··· READING TEXT

The tension and paranoia that had been building up in Jammu and Kashmir over the weekend finally reached its culmination point when Home Minister Amit Shah announced on Monday that Article 370, which granted special status to the state, would be revoked. Unsurprisingly, for many Indians, the meaning of Article 370 and the implications of this controversial law remained ambiguous.
However, a quick glance at what social media has to say about the law will tell you that revoking the Article has simply offered some Indians a bizarre sense of entitlement - for some, the law basically means that they have the “right" to anything and everything that is Kashmiri. Including women.
We aren’t kidding, Google trends have proof. Searching for Kashmir on Google will show that an increasing number of Indians have been searching for “Kashmir girl pic" in the past twenty-four hours. And Kerala seems to be topping the list. In case you don’t believe us, here’s a screenshot:
Now while there has been a surge in misogynistic posts online which reek of objectification, we are wondering who told these men that women in Kashmir were banned from marrying non-Kashmiri men in the past. The only thing that changes with revoking of Article 370 is that while they could not inherit their family’s property, that won’t happen anymore.

······
··· DATASET EXCERPTS

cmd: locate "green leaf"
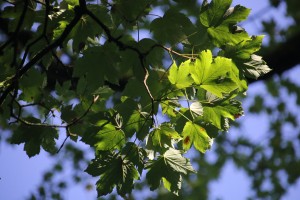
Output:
[82,120,125,151]
[146,148,195,195]
[150,9,194,45]
[10,117,58,157]
[122,142,147,175]
[85,152,139,197]
[148,123,181,150]
[190,102,203,115]
[168,61,193,89]
[182,122,213,153]
[240,54,272,79]
[200,0,250,47]
[187,50,238,98]
[73,45,119,93]
[203,99,243,130]
[200,0,232,27]
[160,100,180,117]
[117,99,152,140]
[20,69,45,102]
[225,35,264,60]
[207,26,250,47]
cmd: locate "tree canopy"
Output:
[0,0,299,199]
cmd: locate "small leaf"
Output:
[241,54,272,79]
[146,148,195,195]
[85,152,139,197]
[168,61,193,89]
[182,122,212,153]
[190,102,203,115]
[189,50,238,98]
[10,117,58,157]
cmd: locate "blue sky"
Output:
[0,0,300,200]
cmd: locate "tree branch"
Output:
[248,32,300,83]
[0,1,86,106]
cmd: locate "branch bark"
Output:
[249,32,300,83]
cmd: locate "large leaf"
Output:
[122,142,147,175]
[240,54,272,79]
[200,0,232,27]
[73,45,120,93]
[187,50,238,97]
[147,123,181,151]
[82,120,125,151]
[168,61,193,89]
[85,152,139,197]
[10,117,58,157]
[200,0,250,47]
[150,9,194,45]
[202,93,243,130]
[146,148,195,195]
[182,122,212,153]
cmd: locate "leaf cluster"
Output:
[0,0,270,197]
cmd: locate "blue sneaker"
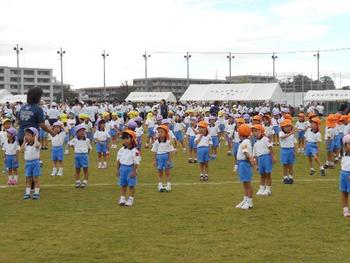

······

TASKS AND EXERCISES:
1. In the Article 370 text, who announced that the article would be revoked, and on what day?
2. Repeat word for word the part of the Article 370 text between "The tension and" and "Kashmiri. Including women.", inclusive.

FULL ANSWERS:
1. Home Minister Amit Shah announced it on Monday.

2.
The tension and paranoia that had been building up in Jammu and Kashmir over the weekend finally reached its culmination point when Home Minister Amit Shah announced on Monday that Article 370, which granted special status to the state, would be revoked. Unsurprisingly, for many Indians, the meaning of Article 370 and the implications of this controversial law remained ambiguous.
However, a quick glance at what social media has to say about the law will tell you that revoking the Article has simply offered some Indians a bizarre sense of entitlement - for some, the law basically means that they have the “right" to anything and everything that is Kashmiri. Including women.